EXERCISE DIRECTIONS ▸ Can you recast every line of the data below as a Markdown table with the columns "Row" and "Line," numbering the rows and leaving out the blank lines?

Object outline annotations:
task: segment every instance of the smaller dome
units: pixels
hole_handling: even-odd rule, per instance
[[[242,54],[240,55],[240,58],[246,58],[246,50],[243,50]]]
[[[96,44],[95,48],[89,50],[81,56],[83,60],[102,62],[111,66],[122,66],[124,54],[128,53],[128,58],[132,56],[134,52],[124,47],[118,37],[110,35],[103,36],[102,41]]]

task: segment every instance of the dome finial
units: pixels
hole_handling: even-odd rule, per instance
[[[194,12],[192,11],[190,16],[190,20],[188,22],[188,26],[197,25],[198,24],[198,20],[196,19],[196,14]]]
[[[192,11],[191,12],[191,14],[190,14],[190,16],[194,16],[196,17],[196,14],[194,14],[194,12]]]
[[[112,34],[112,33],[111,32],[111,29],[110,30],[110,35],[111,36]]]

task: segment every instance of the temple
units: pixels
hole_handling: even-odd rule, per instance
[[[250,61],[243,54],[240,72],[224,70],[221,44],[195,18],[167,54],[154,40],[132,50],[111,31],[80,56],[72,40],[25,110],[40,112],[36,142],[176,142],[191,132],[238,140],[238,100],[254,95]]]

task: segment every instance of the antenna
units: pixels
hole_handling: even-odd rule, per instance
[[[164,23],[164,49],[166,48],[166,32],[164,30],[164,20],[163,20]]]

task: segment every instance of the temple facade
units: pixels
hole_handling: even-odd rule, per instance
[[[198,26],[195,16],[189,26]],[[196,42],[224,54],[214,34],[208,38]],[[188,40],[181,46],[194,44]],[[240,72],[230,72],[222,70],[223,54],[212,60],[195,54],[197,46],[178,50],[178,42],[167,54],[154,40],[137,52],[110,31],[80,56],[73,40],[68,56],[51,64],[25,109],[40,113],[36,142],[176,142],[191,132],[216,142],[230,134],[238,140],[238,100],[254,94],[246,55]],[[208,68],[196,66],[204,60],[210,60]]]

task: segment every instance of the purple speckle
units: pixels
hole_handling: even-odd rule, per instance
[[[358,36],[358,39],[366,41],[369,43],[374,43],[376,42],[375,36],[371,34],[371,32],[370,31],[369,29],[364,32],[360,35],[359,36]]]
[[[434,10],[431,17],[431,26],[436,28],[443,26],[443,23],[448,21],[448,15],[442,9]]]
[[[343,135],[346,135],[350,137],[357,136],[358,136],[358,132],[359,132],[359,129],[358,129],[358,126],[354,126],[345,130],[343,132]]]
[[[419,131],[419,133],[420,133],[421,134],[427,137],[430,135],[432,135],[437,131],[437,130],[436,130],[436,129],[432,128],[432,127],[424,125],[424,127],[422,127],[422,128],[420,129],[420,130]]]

EXERCISE SOLUTION ▸
| Row | Line |
|---|---|
| 1 | task: segment every instance of the smaller dome |
| 2 | units: pixels |
| 3 | hole_handling: even-odd rule, per instance |
| 4 | [[[242,54],[240,55],[240,58],[246,58],[246,50],[243,50]]] |
| 5 | [[[96,44],[95,48],[89,50],[81,56],[83,60],[102,62],[111,66],[122,66],[124,54],[128,53],[128,58],[132,56],[134,52],[124,47],[118,37],[110,35],[103,36],[102,41]]] |
| 6 | task: segment every instance of the dome finial |
| 7 | units: pixels |
| 8 | hole_handling: even-odd rule, per instance |
| 9 | [[[194,12],[192,11],[190,16],[190,20],[188,22],[188,26],[197,25],[198,24],[198,20],[196,19],[196,14]]] |
| 10 | [[[192,11],[191,12],[191,14],[190,14],[190,16],[194,16],[196,17],[196,14],[194,14],[194,12]]] |
| 11 | [[[112,34],[112,33],[111,32],[111,29],[110,30],[110,35],[111,36]]] |
| 12 | task: segment every instance of the temple |
| 13 | units: pixels |
| 14 | hole_handling: even-odd rule, per instance |
| 15 | [[[250,61],[243,54],[240,72],[224,70],[221,44],[195,18],[167,54],[154,40],[132,50],[111,31],[80,56],[72,40],[25,110],[40,112],[36,142],[176,142],[191,132],[238,140],[238,100],[254,95]]] |
| 16 | task: segment every instance of the antenna |
| 17 | units: pixels |
| 18 | hole_handling: even-odd rule, per instance |
| 19 | [[[164,23],[164,49],[166,48],[166,32],[164,30],[164,20],[163,20]]] |
| 20 | task: segment every instance of the temple facade |
| 21 | units: pixels |
| 22 | hole_handling: even-odd rule, per instance |
| 23 | [[[198,26],[195,16],[189,26]],[[196,42],[224,54],[214,34],[208,38]],[[188,40],[181,46],[194,44]],[[240,72],[230,72],[222,70],[223,54],[212,60],[195,54],[197,46],[178,50],[178,42],[167,54],[154,40],[137,52],[110,31],[80,56],[73,40],[68,56],[51,64],[25,109],[40,113],[36,142],[176,142],[191,132],[216,142],[230,134],[238,140],[238,100],[254,94],[246,55]],[[208,68],[196,66],[204,60],[210,60]]] |
| 24 | task: segment every instance of the purple speckle |
| 25 | units: pixels |
| 26 | hole_handling: even-odd rule, per instance |
| 27 | [[[358,36],[358,39],[366,41],[369,43],[374,43],[376,42],[375,36],[371,34],[371,32],[370,31],[369,29],[364,32],[360,35],[359,36]]] |
| 28 | [[[434,10],[431,17],[431,26],[436,28],[443,26],[443,23],[448,21],[448,15],[442,9]]] |
| 29 | [[[343,135],[346,135],[350,137],[357,136],[358,136],[358,132],[359,132],[359,129],[358,129],[358,126],[354,126],[345,130],[343,132]]] |
| 30 | [[[419,131],[419,133],[420,133],[421,134],[427,137],[430,135],[432,135],[437,131],[437,130],[436,130],[436,129],[432,128],[432,127],[424,125],[424,127],[422,127],[422,128],[420,129],[420,130]]] |